* **Objective**: All of the records below need to be copied exactly.

* **Records from a data collection**:

>> Begin

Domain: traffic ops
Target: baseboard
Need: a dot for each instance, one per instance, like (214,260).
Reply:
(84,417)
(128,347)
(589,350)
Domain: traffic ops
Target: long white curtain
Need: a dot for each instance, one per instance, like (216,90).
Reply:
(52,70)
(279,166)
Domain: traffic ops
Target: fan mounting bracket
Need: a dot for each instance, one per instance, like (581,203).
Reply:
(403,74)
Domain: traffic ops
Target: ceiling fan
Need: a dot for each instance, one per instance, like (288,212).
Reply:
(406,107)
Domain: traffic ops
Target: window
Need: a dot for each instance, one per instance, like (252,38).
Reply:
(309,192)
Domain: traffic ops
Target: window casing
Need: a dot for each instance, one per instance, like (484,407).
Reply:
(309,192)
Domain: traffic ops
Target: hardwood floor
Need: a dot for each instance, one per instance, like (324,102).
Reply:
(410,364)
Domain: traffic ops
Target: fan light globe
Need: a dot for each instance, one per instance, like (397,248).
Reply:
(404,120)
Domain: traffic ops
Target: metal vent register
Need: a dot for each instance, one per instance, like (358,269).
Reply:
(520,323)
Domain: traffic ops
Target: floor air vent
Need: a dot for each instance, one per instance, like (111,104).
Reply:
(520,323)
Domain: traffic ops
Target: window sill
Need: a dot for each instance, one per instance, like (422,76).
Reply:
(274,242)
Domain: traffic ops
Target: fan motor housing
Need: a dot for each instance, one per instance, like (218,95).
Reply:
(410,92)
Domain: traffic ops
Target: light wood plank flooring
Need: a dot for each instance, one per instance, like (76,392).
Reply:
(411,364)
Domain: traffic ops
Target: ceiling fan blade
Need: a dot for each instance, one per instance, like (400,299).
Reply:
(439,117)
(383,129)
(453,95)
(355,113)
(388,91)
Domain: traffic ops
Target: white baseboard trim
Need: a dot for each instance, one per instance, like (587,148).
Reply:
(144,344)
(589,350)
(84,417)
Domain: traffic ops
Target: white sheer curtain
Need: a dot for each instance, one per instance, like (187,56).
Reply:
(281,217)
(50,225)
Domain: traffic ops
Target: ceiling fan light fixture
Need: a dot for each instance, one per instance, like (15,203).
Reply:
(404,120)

>> End

* **The result**:
Domain: traffic ops
Target: baseboard
Need: a dot for each instance, one per instance, like (214,260).
Reply:
(84,417)
(128,347)
(589,350)
Domain: traffic ops
Target: long white curtain
Need: a dot for each instance, one per instance, like (216,90).
Reply:
(52,70)
(279,166)
Domain: traffic ops
Target: fan mounting bracket
Need: a dot for each instance, one per instance, like (581,203).
Reply:
(403,74)
Domain: traffic ops
Target: ceiling fan
Need: a dot for each instance, one per instance, like (288,212).
Reply:
(406,107)
Domain: traffic ops
Target: window
Need: a dot for each instance, one per instance, like (252,38).
Reply:
(309,192)
Domain: traffic ops
Target: window casing
Need: a dot for each instance, one per instance, like (484,407).
Reply:
(309,192)
Domain: traffic ops
Target: hardwood floor
Need: a dot for each instance, one per instance, like (324,102).
Reply:
(410,364)
Domain: traffic ops
Target: fan light globe
Need: a dot for each instance, one per instance, like (397,248).
Reply:
(404,120)
Domain: traffic ops
Target: metal vent register
Need: a dot for each instance, one per instance, like (358,269).
Reply:
(520,323)
Domain: traffic ops
Target: floor air vent
Need: a dot for each instance, one per instance, like (111,104).
Reply:
(520,323)
Domain: traffic ops
Target: window sill
Need: a dot for each instance, one per instance, like (422,76).
Reply:
(274,242)
Domain: traffic ops
Target: fan motor housing
Need: a dot for each instance, one per instance, like (218,95).
Reply:
(410,92)
Domain: traffic ops
Target: light wood plank flooring
Need: a dot for each instance, one per instance, like (76,392).
Reply:
(411,364)
Domain: traffic ops
Target: ceiling fan blade
Need: a dot for each instance, one per instance, like (400,299).
Reply:
(439,117)
(383,129)
(453,95)
(355,113)
(388,91)
Domain: traffic ops
Target: white baseboard trim
Need: a dot for each instance, one per instance, like (587,148).
Reply:
(144,344)
(589,350)
(84,417)
Domain: traffic ops
Target: white sheer curtain
Need: a dot for each instance, one per instance, like (187,56).
Reply:
(281,217)
(50,225)
Domain: traffic ops
Target: ceiling fan light fixture
Need: a dot for each instance, one per instance, like (15,203).
Reply:
(404,120)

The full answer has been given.